BEGIN Records for the task

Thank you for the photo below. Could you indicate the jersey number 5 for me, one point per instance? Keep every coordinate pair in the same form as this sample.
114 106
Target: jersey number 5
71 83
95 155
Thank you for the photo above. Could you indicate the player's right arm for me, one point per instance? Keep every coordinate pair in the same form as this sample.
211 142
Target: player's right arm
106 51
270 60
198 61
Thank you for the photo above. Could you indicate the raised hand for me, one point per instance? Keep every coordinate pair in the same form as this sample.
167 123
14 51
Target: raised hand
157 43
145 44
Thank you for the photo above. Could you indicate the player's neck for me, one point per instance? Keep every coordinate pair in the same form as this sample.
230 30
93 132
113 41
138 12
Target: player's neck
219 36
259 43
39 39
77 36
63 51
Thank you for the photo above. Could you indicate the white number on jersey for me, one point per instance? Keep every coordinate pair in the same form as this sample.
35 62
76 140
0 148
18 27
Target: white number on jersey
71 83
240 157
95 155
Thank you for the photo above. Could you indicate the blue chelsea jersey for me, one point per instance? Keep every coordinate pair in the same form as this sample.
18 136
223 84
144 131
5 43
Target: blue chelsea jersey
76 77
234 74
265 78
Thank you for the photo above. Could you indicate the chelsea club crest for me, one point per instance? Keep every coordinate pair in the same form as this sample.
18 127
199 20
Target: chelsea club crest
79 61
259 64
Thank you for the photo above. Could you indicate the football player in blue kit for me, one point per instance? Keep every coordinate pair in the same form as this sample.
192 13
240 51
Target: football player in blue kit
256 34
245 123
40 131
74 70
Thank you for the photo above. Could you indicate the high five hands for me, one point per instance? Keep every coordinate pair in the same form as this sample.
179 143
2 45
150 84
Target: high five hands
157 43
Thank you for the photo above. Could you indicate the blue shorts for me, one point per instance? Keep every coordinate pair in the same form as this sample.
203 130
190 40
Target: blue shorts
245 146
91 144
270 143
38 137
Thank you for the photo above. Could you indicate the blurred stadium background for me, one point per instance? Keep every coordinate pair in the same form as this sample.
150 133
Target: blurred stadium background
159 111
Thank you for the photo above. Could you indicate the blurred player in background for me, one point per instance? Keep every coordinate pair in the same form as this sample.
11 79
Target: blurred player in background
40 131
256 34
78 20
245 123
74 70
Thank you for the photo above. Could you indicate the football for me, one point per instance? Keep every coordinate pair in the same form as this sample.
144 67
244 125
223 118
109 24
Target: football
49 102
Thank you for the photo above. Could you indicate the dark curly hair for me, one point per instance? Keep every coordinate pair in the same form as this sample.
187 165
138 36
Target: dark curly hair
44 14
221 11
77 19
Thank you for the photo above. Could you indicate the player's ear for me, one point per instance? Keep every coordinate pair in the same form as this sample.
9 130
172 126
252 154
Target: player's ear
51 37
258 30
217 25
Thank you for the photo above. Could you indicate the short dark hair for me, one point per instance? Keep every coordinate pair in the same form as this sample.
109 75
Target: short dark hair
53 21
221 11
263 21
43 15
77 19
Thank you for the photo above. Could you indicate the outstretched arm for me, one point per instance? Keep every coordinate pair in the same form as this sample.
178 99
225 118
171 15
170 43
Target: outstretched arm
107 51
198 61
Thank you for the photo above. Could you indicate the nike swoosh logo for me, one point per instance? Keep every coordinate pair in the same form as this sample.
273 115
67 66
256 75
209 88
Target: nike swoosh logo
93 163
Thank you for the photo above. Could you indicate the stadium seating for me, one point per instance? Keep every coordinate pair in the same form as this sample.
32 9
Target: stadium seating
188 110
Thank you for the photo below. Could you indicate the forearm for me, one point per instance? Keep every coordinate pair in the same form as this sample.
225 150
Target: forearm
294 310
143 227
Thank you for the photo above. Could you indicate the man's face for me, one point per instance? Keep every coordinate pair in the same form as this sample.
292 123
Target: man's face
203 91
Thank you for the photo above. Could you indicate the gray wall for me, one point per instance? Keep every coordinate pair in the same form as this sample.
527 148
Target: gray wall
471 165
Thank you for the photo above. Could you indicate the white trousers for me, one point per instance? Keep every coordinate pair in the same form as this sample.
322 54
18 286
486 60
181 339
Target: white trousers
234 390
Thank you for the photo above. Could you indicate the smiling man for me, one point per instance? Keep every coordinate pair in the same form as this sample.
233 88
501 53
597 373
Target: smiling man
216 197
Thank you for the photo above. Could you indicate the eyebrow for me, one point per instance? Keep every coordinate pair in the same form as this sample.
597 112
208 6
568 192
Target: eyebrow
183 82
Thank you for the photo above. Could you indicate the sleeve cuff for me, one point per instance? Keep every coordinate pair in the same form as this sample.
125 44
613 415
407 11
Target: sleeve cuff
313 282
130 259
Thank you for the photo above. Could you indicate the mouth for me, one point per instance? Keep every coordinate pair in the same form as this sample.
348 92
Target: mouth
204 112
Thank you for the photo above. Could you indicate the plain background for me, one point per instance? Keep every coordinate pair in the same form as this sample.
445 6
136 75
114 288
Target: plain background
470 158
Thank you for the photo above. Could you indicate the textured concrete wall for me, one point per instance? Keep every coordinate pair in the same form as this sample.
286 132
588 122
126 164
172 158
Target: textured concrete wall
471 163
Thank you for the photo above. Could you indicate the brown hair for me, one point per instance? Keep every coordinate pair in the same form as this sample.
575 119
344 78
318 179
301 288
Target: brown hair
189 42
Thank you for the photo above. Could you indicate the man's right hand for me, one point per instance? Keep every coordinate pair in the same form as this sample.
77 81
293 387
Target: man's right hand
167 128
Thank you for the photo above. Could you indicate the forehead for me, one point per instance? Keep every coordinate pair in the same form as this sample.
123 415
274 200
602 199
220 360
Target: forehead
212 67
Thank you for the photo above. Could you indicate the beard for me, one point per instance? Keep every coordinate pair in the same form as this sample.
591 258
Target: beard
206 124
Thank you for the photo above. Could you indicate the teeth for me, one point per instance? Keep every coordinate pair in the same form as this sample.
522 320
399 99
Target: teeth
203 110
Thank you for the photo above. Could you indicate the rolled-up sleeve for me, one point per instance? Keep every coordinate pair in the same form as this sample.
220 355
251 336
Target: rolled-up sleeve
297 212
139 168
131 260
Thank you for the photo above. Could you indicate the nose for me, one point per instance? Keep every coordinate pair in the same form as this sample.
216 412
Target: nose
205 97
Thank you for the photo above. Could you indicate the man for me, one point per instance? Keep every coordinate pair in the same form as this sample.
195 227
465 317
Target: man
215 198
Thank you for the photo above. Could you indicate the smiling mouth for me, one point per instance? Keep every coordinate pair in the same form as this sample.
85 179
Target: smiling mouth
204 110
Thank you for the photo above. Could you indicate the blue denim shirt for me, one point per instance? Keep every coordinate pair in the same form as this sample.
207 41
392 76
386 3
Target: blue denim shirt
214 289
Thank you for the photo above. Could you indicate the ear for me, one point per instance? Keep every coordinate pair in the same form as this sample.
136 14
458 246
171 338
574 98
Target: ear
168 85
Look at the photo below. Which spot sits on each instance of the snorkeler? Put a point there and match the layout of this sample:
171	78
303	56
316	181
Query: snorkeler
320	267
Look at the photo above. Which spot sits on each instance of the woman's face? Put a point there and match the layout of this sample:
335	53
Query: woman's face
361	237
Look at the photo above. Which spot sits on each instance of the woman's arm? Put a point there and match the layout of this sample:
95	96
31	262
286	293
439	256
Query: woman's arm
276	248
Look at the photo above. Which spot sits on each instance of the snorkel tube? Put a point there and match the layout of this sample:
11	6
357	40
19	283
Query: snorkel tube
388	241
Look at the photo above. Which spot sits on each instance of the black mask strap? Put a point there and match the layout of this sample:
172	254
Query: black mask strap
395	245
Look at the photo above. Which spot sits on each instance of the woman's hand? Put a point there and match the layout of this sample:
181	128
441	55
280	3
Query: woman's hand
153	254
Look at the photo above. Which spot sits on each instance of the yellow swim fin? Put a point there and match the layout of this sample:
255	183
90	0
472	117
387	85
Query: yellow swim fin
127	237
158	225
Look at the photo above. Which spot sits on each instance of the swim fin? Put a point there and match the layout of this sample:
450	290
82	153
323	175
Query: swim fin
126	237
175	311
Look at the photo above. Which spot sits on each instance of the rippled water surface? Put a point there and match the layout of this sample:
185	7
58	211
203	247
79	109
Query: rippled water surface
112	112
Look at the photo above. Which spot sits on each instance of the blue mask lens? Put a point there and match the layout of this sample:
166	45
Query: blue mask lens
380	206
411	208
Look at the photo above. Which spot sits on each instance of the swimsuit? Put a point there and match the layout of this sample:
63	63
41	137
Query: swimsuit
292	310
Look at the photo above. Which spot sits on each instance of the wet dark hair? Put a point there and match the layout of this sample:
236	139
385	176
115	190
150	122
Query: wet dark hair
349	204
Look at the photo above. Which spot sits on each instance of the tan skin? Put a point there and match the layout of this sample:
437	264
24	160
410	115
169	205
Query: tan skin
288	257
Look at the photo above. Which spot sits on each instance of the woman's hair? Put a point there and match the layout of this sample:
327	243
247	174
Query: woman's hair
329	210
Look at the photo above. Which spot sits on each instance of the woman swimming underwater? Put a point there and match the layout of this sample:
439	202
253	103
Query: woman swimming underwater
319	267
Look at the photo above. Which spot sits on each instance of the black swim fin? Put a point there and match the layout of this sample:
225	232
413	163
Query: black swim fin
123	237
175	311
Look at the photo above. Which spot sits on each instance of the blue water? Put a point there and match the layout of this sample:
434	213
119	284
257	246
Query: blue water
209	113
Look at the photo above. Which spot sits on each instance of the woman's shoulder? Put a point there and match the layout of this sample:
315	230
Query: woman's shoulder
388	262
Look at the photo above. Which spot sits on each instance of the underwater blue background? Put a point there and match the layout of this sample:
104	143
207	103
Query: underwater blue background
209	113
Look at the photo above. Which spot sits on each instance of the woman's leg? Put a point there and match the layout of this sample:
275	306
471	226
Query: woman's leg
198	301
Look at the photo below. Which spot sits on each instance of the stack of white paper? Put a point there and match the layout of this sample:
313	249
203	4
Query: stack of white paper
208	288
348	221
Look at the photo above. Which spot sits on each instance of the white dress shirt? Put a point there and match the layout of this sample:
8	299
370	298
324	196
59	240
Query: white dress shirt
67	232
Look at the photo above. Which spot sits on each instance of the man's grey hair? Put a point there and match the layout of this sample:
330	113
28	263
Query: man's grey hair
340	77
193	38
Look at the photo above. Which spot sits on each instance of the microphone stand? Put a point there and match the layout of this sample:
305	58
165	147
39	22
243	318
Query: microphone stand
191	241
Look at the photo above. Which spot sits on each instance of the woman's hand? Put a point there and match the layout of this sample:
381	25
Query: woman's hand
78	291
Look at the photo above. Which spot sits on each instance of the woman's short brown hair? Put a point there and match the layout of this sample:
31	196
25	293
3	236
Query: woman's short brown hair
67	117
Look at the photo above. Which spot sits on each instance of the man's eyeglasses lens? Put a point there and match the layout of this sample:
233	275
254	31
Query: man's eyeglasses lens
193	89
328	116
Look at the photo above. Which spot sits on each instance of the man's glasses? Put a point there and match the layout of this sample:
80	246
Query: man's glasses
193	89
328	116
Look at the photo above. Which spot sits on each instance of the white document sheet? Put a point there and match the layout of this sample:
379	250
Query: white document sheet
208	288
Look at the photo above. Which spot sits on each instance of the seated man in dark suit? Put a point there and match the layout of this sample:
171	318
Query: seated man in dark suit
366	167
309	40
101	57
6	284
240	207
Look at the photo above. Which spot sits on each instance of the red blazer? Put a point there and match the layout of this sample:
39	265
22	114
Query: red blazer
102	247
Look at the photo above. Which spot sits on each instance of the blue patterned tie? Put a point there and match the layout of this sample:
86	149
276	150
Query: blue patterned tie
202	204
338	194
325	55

END Records for the task

» About this task: Your answer should be one number: the count of lines in the data above that include the word "below".

» Reply: 4